Thursday, February 2, 2012

Myra Breckenridge (1970)

          The notorious flop Myra Breckenridge tries so hard to be outrageous that, after a while, it’s just boring to watch even though the storyline is a sensationalistic farce about a scheming transsexual. Based on a satirical novel by Gore Vidal, the picture follows Myron Breckenridge (Rex Reed) as he undergoes sex-change surgery to become Myra Breckenridge (Raquel Welch) in order to get revenge on his skeevy uncle, Buck Loner (John Huston), who swindled Myron’s inheritance.
          Throughout the picture, Welch interacts with other performers while Reed lurks on the sidelines, visible only to Welch as his/her character’s inner voice. (This device allows Reed to issue caustic commentary and to guide Welch through her underhanded machinations.) As if more weirdness was necessary, director Michael Sarne regularly cuts from the action to snippets from old Twentieth Century-Fox movies (think Laurel & Hardy, Shirley Temple, and so on), providing “ironic” counterpoints to the main story.
          Putting the whole thing way over the top is the casting of onetime sex symbol Mae West as a talent agent who gets embroiled in the story; ancient and overweight but glamorized as if her former sex appeal is still intact, West floats through the movie in outlandish costumes, dropping rude one-liners and singing a pair of horrible show tunes. Huston’s contribution to the strangeness is performing in cartoonish cowboy costumes (his ten-gallon hat features a brim that must be four feet across) and barking every line in a lascivious growl. Reed, the flamboyant film critic whose claim to fame in the ’60s and ’70s was jaded bitchiness, contributes absolutely nothing except jaded bitchiness. As for Welch, the allure of her spectacular beauty wears thin once she starts acting, since she delivers dialogue with a vapid breathiness that makes her sound like a posturing twit.

Material provided:
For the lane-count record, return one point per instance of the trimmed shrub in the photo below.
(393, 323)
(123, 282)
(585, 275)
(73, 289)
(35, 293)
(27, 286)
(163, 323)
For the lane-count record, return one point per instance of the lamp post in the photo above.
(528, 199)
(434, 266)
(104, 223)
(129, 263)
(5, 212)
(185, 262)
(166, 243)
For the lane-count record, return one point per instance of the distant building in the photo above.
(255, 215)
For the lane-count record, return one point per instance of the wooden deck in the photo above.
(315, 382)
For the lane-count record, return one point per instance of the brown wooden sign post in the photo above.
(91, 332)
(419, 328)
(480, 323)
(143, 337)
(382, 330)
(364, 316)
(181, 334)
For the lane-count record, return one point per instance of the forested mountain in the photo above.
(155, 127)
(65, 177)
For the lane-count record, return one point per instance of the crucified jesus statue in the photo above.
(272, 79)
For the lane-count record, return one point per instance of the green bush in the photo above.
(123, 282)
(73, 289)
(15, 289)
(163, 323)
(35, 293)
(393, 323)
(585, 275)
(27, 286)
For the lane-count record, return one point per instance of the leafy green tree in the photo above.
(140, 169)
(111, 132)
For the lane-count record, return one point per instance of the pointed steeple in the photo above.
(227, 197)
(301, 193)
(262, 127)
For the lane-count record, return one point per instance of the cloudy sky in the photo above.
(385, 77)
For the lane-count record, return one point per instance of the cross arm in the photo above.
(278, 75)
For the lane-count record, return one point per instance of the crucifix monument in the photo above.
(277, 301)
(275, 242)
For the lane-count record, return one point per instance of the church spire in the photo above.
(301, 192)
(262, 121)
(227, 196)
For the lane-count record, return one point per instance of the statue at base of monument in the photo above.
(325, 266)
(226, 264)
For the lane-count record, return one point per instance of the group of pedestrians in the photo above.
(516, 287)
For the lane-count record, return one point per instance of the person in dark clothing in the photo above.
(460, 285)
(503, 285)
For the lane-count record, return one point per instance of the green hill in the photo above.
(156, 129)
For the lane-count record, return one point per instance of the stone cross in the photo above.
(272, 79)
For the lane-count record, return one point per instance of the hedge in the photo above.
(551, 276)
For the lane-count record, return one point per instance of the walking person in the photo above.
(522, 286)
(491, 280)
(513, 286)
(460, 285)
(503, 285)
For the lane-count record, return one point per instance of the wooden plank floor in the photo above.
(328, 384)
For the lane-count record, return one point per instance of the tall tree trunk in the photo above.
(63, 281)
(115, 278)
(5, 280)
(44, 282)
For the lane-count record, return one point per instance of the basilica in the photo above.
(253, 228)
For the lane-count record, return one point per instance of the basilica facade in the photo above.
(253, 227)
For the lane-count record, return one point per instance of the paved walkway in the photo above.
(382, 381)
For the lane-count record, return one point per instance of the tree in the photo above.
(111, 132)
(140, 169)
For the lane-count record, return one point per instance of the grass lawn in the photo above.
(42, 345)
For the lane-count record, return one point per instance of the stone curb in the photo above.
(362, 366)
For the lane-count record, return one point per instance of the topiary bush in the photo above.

Apply what you read:
A. In the review of Myra Breckenridge, why does Myron undergo sex-change surgery to become Myra?
B. From the review of Myra Breckenridge, reproduce word for word the passage starting with "Putting the whole" and going on through "a posturing twit.".

Per-task outputs:
A. He does it to get revenge on his uncle, Buck Loner, who swindled Myron's inheritance.

B.
Putting the whole thing way over the top is the casting of onetime sex symbol Mae West as a talent agent who gets embroiled in the story; ancient and overweight but glamorized as if her former sex appeal is still intact, West floats through the movie in outlandish costumes, dropping rude one-liners and singing a pair of horrible show tunes. Huston’s contribution to the strangeness is performing in cartoonish cowboy costumes (his ten-gallon hat features a brim that must be four feet across) and barking every line in a lascivious growl. Reed, the flamboyant film critic whose claim to fame in the ’60s and ’70s was jaded bitchiness, contributes absolutely nothing except jaded bitchiness. As for Welch, the allure of her spectacular beauty wears thin once she starts acting, since she delivers dialogue with a vapid breathiness that makes her sound like a posturing twit.